**Quoted passage**.
By Michelle Nichols
UNITED NATIONS (Reuters) – The United Nations Security Council will begin negotiations on Monday on a draft resolution that urges Russia and the United States to ensure an immediate truce in Syria’s Aleppo and to “put an end to all military flights over the city.”
The draft text, seen by Reuters, also asks U.N. chief Ban Ki-moon to propose options for a U.N.-supervised monitoring of a truce and threatens to “take further measures” in the event of non-compliance by “any party to the Syrian domestic conflict.”
The 15-member council began talks on the text – drafted by France and Spain – on Monday afternoon, diplomats said.
The draft resolution urges Russia and the United States “to ensure the immediate implementation of the cessation of hostilities, starting with Aleppo, and, to that effect, to put an end to all military flights over the city.”
Syrian President Bashar al-Assad’s forces, backed by Russia war planes and Iranian support, have been battling to capture eastern Aleppo – the rebel-held half of Syria’s largest city, where more than 250,000 civilians are trapped.
Russian U.N. Ambassador Vitaly Churkin said on Monday that Moscow was engaged in discussions on the draft U.N. text, but that to have a resolution “singling out aviation, where terrorists (on the ground) would be allowed to do whatever they want, would not be a very attractive proposition.”
“I am not even sure many other Security Council members would like to see a resolution on cessation of hostilities that has no chance of working. If you pass a resolution you expect something to happen,” Churkin, who is president of the Security Council for October, told a news conference.
Russia and China have previously protected the Syrian government from council action by blocking several resolutions, including a bid to refer the situation in Syria to the International Criminal Court.
French Foreign Minister Jean-Marc Ayrault has said that any state that opposes the resolution would be deemed complicit in war crimes. He told TV5 Monde television on Monday that he hoped to obtain results on the draft resolution this week.

**Activity**.
Resume the report on the Aleppo truce resolution from the point where it stops. The data that comes next was taken from another source.

**Records supplied**.
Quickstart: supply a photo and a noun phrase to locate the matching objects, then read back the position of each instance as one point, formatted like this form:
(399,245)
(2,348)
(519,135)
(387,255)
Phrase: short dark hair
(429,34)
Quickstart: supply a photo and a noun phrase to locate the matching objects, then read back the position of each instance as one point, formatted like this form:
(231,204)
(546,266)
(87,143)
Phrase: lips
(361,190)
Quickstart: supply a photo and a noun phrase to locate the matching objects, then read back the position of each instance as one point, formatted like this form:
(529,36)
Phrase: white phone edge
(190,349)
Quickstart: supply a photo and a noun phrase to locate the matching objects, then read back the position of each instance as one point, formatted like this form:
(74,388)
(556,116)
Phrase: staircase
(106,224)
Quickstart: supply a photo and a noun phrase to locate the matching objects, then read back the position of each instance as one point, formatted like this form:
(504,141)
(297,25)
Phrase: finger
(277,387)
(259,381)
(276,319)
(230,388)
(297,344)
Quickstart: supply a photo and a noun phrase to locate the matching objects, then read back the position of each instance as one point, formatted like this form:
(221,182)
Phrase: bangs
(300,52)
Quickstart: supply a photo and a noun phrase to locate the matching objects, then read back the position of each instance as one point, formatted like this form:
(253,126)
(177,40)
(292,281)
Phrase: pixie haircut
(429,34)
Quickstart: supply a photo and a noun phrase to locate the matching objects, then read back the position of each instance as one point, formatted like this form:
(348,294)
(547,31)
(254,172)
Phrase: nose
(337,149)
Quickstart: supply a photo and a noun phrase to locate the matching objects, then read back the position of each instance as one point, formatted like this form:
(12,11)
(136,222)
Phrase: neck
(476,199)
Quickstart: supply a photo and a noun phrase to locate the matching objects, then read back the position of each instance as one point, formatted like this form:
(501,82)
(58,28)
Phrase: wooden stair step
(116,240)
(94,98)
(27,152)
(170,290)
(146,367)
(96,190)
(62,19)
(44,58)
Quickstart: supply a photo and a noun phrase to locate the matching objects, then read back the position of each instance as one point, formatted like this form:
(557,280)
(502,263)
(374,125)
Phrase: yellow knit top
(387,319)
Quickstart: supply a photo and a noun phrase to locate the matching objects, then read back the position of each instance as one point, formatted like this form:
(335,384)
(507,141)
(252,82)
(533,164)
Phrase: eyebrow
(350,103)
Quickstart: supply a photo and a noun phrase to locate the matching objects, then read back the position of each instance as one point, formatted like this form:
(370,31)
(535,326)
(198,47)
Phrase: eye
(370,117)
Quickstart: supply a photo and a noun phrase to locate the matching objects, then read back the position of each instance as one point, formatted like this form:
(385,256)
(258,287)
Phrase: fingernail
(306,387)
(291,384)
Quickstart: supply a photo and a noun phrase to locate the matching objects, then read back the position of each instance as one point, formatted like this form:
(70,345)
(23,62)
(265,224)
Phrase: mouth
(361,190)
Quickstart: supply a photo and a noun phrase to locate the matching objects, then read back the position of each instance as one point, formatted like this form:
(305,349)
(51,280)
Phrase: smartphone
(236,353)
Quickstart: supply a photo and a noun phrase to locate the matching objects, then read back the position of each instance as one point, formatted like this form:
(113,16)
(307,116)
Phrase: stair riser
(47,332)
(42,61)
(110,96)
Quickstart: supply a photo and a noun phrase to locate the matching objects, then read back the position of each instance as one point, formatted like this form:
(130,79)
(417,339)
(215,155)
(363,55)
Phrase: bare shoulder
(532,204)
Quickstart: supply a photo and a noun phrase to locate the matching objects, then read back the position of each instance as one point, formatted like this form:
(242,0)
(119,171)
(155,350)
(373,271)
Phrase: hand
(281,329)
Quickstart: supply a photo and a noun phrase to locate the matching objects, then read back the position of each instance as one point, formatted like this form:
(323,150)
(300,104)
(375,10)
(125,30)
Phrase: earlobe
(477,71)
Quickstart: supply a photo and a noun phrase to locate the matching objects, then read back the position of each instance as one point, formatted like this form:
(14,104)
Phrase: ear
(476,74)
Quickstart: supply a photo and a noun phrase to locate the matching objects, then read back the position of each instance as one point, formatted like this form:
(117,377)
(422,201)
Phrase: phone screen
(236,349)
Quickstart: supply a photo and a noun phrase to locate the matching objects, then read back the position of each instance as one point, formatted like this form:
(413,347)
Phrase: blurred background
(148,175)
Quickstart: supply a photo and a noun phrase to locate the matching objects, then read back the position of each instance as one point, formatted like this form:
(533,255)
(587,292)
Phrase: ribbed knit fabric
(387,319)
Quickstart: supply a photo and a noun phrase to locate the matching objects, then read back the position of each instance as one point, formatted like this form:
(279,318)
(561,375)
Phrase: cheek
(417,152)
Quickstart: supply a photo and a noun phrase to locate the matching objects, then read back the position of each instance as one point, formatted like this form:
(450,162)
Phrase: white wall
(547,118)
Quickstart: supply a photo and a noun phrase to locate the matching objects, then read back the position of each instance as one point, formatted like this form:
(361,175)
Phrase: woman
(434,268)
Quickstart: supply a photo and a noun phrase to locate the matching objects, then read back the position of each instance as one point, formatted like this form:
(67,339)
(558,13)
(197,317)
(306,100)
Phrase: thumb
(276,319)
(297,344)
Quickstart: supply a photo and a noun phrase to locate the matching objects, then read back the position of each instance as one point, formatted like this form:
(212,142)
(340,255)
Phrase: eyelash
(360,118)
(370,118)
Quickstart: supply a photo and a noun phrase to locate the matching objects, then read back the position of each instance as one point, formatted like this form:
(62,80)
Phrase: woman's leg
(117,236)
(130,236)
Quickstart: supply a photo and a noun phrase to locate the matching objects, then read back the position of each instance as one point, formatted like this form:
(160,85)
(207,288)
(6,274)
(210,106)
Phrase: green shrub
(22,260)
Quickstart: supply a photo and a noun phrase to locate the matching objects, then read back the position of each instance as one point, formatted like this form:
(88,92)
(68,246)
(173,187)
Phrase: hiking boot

**Task output**.
East Aleppo came under siege in July after its main supply route fell under government control. International attempts to establish a truce to allow in U.N. humanitarian aid have failed, although other groups have brought in limited supplies.
The relentless Russian and Syrian air campaign has badly damaged hospitals and water supplies.
The draft U.N. text expresses “outrage at the unacceptable and escalating level of violence and at the intensified campaigns, in recent days, of aerial bombings in Aleppo” and demands “the Syrian government end all aerial bombardments, in order to facilitate safe and unhindered humanitarian access.”
British U.N. Ambassador Matthew Rycroft said he hoped the draft resolution could be adopting in the coming days but acknowledged that “even that is not going to not end the war. What will end the war is not another piece of paper.”
“It’s a change of mindset, it’s a change of heart, and it’s a decision, actually, to fulfill every single existing obligation, and if everyone around the Security Council table did that then the war in Syria would be over very rapidly,” he told reporters.
A crackdown by Assad on pro-democracy protesters in 2011 sparked a civil war and Islamic State militants have used the chaos to seize territory in Syria and Iraq. Half of Syria’s 22 million people have been uprooted and more than 400,000 killed.